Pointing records
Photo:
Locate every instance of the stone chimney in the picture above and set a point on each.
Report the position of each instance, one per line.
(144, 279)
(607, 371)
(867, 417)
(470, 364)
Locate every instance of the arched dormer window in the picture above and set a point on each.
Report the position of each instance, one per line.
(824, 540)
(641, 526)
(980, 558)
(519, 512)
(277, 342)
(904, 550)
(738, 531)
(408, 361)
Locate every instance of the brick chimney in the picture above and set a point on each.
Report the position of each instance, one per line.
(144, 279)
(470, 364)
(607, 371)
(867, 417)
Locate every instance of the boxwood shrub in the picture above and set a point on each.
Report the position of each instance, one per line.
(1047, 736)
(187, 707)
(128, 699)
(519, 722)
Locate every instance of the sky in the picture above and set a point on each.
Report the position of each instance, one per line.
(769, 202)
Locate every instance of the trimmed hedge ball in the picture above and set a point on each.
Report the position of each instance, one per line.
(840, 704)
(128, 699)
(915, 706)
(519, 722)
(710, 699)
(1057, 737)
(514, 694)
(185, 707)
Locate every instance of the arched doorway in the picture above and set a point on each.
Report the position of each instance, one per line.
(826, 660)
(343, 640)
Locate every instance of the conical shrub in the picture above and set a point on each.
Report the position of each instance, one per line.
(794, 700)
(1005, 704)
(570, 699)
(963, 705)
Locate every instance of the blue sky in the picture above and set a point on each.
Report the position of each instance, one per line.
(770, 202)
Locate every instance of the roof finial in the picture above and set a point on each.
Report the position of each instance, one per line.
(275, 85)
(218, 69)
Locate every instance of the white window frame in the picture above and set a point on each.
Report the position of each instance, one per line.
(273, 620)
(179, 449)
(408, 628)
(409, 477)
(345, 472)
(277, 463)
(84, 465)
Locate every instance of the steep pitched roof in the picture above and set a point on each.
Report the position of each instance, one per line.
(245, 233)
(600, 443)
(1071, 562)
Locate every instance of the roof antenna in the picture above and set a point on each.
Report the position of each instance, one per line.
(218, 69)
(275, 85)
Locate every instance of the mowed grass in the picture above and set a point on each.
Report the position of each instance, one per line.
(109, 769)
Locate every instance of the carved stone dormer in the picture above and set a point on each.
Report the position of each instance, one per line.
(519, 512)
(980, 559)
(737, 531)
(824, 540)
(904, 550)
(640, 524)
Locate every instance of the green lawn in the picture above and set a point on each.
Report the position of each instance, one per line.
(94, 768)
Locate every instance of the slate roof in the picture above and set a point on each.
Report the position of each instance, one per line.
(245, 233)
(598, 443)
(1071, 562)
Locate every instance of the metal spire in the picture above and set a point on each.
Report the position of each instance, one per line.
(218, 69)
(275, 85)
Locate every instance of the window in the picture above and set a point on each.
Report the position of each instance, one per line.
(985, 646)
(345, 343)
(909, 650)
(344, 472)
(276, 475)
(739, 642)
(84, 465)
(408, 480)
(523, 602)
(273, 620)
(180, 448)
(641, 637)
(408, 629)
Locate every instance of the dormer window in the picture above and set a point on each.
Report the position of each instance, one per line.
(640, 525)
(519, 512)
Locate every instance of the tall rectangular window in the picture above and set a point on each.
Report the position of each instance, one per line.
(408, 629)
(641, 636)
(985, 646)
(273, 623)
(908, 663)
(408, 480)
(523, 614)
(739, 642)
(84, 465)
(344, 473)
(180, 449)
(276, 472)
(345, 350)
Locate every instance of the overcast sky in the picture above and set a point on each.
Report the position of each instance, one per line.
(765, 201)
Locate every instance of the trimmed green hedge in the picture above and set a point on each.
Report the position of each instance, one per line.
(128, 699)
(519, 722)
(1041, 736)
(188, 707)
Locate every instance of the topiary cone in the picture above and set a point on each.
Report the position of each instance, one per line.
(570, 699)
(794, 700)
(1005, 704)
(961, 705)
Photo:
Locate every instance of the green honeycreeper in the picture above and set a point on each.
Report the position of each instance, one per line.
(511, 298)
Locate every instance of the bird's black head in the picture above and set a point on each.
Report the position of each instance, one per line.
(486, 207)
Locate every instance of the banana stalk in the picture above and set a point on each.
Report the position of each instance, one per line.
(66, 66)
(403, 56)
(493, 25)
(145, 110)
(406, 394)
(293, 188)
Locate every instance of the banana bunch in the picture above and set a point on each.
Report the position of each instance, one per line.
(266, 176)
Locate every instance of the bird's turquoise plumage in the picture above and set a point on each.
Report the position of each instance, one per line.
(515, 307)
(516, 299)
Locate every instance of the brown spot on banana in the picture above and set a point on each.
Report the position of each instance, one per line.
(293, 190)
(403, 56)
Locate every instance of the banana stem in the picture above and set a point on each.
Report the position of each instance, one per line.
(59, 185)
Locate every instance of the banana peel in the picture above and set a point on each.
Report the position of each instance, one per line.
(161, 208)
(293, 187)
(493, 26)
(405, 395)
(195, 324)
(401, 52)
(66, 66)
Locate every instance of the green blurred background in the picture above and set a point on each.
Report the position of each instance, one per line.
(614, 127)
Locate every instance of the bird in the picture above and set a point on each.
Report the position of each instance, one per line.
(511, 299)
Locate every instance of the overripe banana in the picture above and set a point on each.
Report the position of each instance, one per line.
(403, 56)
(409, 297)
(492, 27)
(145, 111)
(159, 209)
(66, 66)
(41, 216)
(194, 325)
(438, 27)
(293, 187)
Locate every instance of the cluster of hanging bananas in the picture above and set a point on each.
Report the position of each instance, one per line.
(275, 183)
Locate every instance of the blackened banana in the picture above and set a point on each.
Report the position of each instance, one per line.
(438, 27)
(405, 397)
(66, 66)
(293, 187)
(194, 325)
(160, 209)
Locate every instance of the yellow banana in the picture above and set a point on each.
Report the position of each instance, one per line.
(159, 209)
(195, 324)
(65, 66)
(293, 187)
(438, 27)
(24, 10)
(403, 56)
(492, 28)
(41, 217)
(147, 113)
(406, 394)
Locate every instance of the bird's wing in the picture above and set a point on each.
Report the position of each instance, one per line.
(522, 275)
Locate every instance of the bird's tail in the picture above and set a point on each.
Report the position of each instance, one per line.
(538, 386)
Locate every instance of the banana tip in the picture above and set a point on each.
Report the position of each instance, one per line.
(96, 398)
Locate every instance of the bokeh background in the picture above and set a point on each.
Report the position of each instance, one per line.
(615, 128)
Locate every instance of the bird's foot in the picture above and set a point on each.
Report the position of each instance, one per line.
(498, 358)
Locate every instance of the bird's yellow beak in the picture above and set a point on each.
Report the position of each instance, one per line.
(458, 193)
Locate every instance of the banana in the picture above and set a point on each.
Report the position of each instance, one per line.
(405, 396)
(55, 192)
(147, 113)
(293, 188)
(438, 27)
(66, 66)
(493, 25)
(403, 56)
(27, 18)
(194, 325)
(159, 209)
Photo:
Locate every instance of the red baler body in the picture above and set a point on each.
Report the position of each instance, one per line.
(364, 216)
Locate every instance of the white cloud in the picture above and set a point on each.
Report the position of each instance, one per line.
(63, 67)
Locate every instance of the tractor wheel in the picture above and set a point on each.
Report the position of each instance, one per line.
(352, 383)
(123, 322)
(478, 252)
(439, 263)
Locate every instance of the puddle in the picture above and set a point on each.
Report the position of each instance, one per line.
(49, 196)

* Short exercise *
Reproduce every line of the entries, from the line containing "Locate every instance of the banana tip" down to the end, with each request kept as is. Multiply every coordinate in the answers by 0.4 and round to whole numbers, with halves rounded up.

* Answer *
Locate every instance of the banana tip in the picture above and set a point on each.
Report the position of each instance, one per line.
(38, 159)
Locate every instance of the bokeh background in the picture above and set a point on each.
Report the position of each instance, one per line.
(246, 51)
Locate every instance of the bird's foot in the picture above and set a point on each.
Report the position of each instance, one per line.
(199, 143)
Locate every instance of the bird's yellow beak in the picture above and set a point on each.
Report the position of each instance, one per line.
(183, 77)
Locate every instance of the banana in the picture above and set a point on each.
Report the position of each instance, one per line.
(162, 158)
(22, 77)
(59, 45)
(117, 75)
(175, 11)
(26, 26)
(197, 10)
(161, 22)
(11, 7)
(78, 130)
(64, 84)
Photo:
Locate every instance of the red baler body in the picture above and set a point on each.
Report the position of each instance, one per line.
(146, 86)
Locate every instance of the white cloud in the picture above and set a point on each.
Report the position of each instance, one per line.
(25, 27)
Locate every instance of the tractor wheel in the picture above and set a point on each.
Report the position of each instance, one per line.
(141, 153)
(49, 129)
(191, 101)
(176, 105)
Locate every instance of the puddle in the picture above and set a point on each.
Report the position of each instance, one per line.
(20, 78)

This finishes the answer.